Output the part of the resident assessment text below starting with "To address a" and going on through "this study exempt.", copied word for word.

[[ DOCUMENT SEGMENT, beginning ]]

To address a dimension of validity—how the scores correlated with other variables—we examined how the entrustment scores varied with the resident’s experience. We converted the entrustment scale into numbers (e.g., co-treatment was assigned 1, direct full 2, etc.). We operationalized resident experience by using the day of the academic year (i.e., July 1 = 1, July 2 = 2), assuming that the resident gained experience with each day of the academic year. We then calculated the Pearson bivariate correlation in SPSS Statistics 26 (IBM, Armonk, New York). The Northwell institutional review board deemed this study exempt.



Faculty completed a total of 99 assessment (mean 9.9 per dyad, standard deviation [SD] = 7.6). The number of assessments that were completed varied significantly among faculty. Six of the 10 dyads met the goal of at least 10 completed assessments. One dyad completed 5 assessments and 3 dyads completed a single assessment, 2 of these dyads had the same faculty member. The mean time to complete an assessment was 76 seconds (SD = 50 seconds, median = 67 seconds). Fourteen assessments were recorded as taking longer than 300 seconds and were excluded from these calculations. Of all assessments, 72% (N = 71) were completed in less than 2 minutes.

[[ DOCUMENT SEGMENT, end ]]
[[ INPUT DATA, beginning ]]

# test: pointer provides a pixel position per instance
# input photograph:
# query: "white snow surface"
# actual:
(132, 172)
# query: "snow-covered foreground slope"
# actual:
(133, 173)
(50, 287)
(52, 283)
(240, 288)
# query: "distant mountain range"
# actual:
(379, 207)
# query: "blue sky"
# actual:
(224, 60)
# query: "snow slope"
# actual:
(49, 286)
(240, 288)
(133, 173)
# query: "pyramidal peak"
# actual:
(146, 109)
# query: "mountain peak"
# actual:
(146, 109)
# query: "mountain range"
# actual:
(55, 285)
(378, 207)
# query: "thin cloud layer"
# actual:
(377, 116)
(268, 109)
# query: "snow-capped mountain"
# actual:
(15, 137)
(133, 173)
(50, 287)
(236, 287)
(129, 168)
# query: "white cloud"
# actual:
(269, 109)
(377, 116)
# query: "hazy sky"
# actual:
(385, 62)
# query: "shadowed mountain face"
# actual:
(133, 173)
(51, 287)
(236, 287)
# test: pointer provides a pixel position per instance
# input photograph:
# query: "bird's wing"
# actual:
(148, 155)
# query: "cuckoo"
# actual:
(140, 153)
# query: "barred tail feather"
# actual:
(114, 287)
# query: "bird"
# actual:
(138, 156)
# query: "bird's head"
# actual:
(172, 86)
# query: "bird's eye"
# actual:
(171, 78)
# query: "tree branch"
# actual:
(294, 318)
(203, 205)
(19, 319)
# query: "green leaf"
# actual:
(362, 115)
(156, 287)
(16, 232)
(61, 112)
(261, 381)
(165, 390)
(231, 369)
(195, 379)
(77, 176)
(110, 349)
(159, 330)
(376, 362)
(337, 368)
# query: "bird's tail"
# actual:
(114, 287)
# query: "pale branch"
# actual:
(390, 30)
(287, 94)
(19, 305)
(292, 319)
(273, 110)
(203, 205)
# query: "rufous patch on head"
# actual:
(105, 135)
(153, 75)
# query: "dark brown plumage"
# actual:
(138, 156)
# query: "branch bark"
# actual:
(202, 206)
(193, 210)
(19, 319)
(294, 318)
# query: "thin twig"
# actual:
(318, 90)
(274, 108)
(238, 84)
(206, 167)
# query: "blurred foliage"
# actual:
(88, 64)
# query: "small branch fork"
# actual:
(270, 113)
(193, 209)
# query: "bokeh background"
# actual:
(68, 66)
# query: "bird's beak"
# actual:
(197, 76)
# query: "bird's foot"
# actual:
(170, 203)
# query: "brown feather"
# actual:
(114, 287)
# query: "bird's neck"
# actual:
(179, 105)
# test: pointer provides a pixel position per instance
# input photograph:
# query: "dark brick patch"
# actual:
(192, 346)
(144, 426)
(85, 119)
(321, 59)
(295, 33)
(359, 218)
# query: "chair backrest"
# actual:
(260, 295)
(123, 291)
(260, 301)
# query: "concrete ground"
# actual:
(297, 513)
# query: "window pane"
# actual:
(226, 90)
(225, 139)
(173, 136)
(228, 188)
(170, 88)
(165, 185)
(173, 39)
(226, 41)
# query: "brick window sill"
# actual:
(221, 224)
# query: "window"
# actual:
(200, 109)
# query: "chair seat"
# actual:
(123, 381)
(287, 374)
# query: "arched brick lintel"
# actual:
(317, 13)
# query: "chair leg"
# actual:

[[ INPUT DATA, end ]]

■ TASK SOLUTION ■
To address a dimension of validity—how the scores correlated with other variables—we examined how the entrustment scores varied with the resident’s experience. We converted the entrustment scale into numbers (e.g., co-treatment was assigned 1, direct full 2, etc.). We operationalized resident experience by using the day of the academic year (i.e., July 1 = 1, July 2 = 2), assuming that the resident gained experience with each day of the academic year. We then calculated the Pearson bivariate correlation in SPSS Statistics 26 (IBM, Armonk, New York). The Northwell institutional review board deemed this study exempt.